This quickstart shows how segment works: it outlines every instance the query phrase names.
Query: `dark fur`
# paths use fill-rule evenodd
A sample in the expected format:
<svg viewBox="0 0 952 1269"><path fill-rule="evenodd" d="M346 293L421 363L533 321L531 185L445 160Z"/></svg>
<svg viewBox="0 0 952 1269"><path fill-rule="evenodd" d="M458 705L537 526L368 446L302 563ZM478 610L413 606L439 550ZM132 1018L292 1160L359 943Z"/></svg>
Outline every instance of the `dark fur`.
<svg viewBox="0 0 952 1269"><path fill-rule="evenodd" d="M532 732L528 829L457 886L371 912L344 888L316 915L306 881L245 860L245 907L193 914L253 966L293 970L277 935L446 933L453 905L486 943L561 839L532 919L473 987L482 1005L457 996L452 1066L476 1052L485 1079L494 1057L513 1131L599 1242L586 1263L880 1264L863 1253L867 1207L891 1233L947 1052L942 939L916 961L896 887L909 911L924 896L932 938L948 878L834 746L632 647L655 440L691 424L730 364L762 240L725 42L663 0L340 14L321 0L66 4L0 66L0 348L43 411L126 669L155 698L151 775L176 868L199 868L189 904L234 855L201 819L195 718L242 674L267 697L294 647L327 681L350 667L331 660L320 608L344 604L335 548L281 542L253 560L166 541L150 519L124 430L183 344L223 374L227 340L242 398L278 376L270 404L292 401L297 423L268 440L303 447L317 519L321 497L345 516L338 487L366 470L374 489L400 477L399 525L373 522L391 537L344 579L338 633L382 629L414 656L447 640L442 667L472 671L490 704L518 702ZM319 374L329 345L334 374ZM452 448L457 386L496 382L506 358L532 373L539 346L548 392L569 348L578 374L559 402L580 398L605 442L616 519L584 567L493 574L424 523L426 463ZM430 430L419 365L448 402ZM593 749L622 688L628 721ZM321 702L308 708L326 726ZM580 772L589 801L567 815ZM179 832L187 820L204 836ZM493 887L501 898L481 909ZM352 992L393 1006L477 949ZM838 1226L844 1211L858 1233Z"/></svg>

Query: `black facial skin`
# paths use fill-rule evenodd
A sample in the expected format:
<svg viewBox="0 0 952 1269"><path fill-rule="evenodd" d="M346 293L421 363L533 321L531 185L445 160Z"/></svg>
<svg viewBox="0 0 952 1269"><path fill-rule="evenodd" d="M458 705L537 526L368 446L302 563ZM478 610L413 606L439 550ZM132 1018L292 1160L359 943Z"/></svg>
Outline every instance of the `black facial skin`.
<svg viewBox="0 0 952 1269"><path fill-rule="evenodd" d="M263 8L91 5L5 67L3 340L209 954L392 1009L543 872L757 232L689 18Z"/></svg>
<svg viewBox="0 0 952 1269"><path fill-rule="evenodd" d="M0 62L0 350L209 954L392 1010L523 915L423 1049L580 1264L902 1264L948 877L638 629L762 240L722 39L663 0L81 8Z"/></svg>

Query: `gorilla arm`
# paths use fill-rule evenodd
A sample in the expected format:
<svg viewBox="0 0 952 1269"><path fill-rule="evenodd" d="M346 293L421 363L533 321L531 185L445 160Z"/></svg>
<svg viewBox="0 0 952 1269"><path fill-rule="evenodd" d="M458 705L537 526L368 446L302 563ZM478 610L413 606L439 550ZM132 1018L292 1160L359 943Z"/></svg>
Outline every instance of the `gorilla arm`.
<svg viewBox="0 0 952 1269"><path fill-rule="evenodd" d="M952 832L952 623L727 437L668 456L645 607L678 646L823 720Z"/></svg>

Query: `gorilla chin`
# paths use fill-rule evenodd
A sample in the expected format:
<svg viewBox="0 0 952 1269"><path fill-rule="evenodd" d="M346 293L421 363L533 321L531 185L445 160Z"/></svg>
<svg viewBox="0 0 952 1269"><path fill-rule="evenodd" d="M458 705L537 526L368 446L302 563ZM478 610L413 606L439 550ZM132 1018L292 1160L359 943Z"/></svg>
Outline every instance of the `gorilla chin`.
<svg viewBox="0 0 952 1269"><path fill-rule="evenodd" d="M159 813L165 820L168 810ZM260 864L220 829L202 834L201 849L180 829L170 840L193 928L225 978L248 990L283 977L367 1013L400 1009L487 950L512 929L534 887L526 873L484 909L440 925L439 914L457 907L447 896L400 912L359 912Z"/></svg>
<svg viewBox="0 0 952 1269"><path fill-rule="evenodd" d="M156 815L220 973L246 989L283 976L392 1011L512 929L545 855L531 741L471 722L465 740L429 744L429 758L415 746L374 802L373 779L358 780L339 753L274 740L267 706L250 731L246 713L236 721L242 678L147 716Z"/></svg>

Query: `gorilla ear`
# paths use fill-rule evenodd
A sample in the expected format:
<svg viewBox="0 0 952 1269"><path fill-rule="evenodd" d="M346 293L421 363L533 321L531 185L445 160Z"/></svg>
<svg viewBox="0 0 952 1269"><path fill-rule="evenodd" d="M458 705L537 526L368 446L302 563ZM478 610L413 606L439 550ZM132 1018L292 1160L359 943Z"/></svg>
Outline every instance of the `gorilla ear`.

_ _ _ _ _ _ _

Work required:
Quote all of the entries exactly as they appear.

Full output:
This quickstart shows how segment works: it outlines every instance the query phrase names.
Query: `dark fur`
# paths use fill-rule evenodd
A sample in the expected format:
<svg viewBox="0 0 952 1269"><path fill-rule="evenodd" d="M346 293L421 363L533 321L531 185L445 160Z"/></svg>
<svg viewBox="0 0 952 1269"><path fill-rule="evenodd" d="M458 705L537 526L368 446L302 563ZM478 610L413 606L439 550ZM132 1018L292 1160L359 943Z"/></svg>
Outline every instance of the `dark fur`.
<svg viewBox="0 0 952 1269"><path fill-rule="evenodd" d="M532 732L528 829L457 886L371 912L344 888L316 915L306 881L245 860L245 907L193 914L253 966L293 970L277 935L446 933L453 905L486 943L561 839L532 919L473 987L482 1005L457 996L452 1066L476 1052L485 1079L494 1057L513 1131L599 1242L586 1263L880 1264L863 1253L867 1207L891 1233L947 1052L942 939L916 961L896 887L909 911L924 896L932 938L948 878L834 746L632 647L655 440L691 424L730 364L762 240L725 42L663 0L340 14L321 0L66 4L0 66L0 348L43 411L126 669L155 698L151 775L176 868L199 868L189 904L234 855L201 819L195 718L242 674L267 697L294 647L327 681L350 667L331 660L320 608L344 604L335 548L281 542L253 560L166 541L150 519L124 430L183 344L223 374L227 340L242 398L278 376L270 404L292 401L297 423L268 440L303 447L317 519L321 497L345 516L338 487L366 470L374 489L400 477L399 525L373 522L391 537L344 579L338 633L382 629L414 656L447 640L442 667L472 671L490 704L518 702ZM319 374L329 345L334 374ZM452 448L457 386L496 382L506 358L532 373L539 346L548 392L569 348L578 374L559 402L580 398L605 442L616 519L584 567L493 574L424 523L426 463ZM430 430L419 365L448 402ZM593 749L622 688L628 721ZM321 702L308 708L326 726ZM580 772L589 801L567 815ZM179 832L187 820L204 836ZM493 887L501 898L481 909ZM352 992L393 1006L477 949ZM838 1226L844 1211L858 1233Z"/></svg>

Query: `black facial skin`
# paths use fill-rule evenodd
A sample in the expected format:
<svg viewBox="0 0 952 1269"><path fill-rule="evenodd" d="M346 293L421 363L533 321L531 185L445 160Z"/></svg>
<svg viewBox="0 0 952 1269"><path fill-rule="evenodd" d="M458 705L537 526L368 446L302 563ZM478 610L413 606L439 550ZM132 1018L292 1160L359 943Z"/></svg>
Outline every instance of the `black facial skin`.
<svg viewBox="0 0 952 1269"><path fill-rule="evenodd" d="M263 8L91 5L5 67L3 340L209 954L392 1009L543 872L757 232L689 18Z"/></svg>
<svg viewBox="0 0 952 1269"><path fill-rule="evenodd" d="M0 62L0 350L209 954L392 1010L523 915L423 1049L580 1264L902 1264L948 877L638 629L762 240L722 39L663 0L81 8Z"/></svg>

Query: `gorilla arm`
# paths use fill-rule evenodd
A sample in the expected format:
<svg viewBox="0 0 952 1269"><path fill-rule="evenodd" d="M346 293L421 363L533 321L531 185L445 160Z"/></svg>
<svg viewBox="0 0 952 1269"><path fill-rule="evenodd" d="M458 705L537 526L368 446L302 563ZM478 610L413 606L439 550ZM132 1018L292 1160L359 943Z"/></svg>
Outline every instance of the `gorilla arm`.
<svg viewBox="0 0 952 1269"><path fill-rule="evenodd" d="M952 832L952 623L727 437L668 456L645 607L678 646L823 720Z"/></svg>

Query: `gorilla chin`
# paths use fill-rule evenodd
A sample in the expected format:
<svg viewBox="0 0 952 1269"><path fill-rule="evenodd" d="M346 293L421 363L533 321L531 185L445 160Z"/></svg>
<svg viewBox="0 0 952 1269"><path fill-rule="evenodd" d="M458 705L537 526L368 446L302 563ZM478 610L413 606L439 550ZM132 1018L292 1160L359 943Z"/></svg>
Outline every instance of the `gorilla chin`.
<svg viewBox="0 0 952 1269"><path fill-rule="evenodd" d="M159 813L165 820L168 810ZM260 864L220 829L202 834L201 849L180 829L170 840L193 928L225 978L248 990L283 977L367 1013L400 1009L487 950L512 929L534 887L526 873L484 909L440 925L439 914L457 907L447 896L400 912L359 912Z"/></svg>
<svg viewBox="0 0 952 1269"><path fill-rule="evenodd" d="M156 815L220 973L246 989L283 976L392 1011L512 929L545 855L531 741L471 722L465 740L429 744L429 758L415 746L374 802L373 779L358 780L339 753L274 740L267 706L250 731L246 713L236 721L242 678L147 716Z"/></svg>

Query: `gorilla ear`
# paths use fill-rule evenodd
A sample in the expected format:
<svg viewBox="0 0 952 1269"><path fill-rule="evenodd" d="M346 293L421 363L533 321L531 185L445 160Z"/></svg>
<svg viewBox="0 0 952 1269"><path fill-rule="evenodd" d="M458 705L537 526L368 446L302 563ZM478 610L413 606L439 550ZM132 1018L292 1160L359 943Z"/></svg>
Outline every instance of the `gorilla ear`.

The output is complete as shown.